● What the task asks
Only lines with the word "Every" are needed; collect each of them from the listing below.

● Stored data

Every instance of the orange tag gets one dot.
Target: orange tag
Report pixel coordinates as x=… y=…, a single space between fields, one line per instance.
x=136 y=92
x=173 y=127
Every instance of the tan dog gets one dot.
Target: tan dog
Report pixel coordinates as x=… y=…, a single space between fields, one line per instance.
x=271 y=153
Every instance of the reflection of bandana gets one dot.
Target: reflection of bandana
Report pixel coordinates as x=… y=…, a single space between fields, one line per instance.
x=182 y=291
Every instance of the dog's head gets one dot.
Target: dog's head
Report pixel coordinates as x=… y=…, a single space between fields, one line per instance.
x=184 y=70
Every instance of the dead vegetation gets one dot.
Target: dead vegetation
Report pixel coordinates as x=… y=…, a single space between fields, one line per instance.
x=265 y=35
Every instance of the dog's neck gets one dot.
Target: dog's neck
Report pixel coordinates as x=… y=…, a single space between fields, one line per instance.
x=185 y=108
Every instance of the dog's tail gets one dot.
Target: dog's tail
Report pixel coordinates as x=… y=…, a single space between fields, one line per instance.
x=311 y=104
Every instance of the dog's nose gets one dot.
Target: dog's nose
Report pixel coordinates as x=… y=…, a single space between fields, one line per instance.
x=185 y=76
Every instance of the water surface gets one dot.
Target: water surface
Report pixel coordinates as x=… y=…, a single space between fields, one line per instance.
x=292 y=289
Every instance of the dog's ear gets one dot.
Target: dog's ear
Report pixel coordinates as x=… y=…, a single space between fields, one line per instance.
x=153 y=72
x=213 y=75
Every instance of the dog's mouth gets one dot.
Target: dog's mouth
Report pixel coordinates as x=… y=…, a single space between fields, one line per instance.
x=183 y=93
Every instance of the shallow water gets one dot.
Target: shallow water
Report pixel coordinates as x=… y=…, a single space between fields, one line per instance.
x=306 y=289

● Exercise solution
Every instance of the orange tag gets one dot.
Every instance of the tan dog gets one dot.
Every instance of the reflection of bandana gets one dot.
Every instance of the dog's head gets one dot.
Every instance of the dead vegetation gets one dot.
Every instance of the dog's neck gets one dot.
Every instance of the dog's tail gets one dot.
Every instance of the dog's nose gets one dot.
Every instance of the water surface gets one dot.
Every instance of the dog's ear gets one dot.
Every instance of the dog's mouth gets one dot.
Every instance of the shallow water gets one dot.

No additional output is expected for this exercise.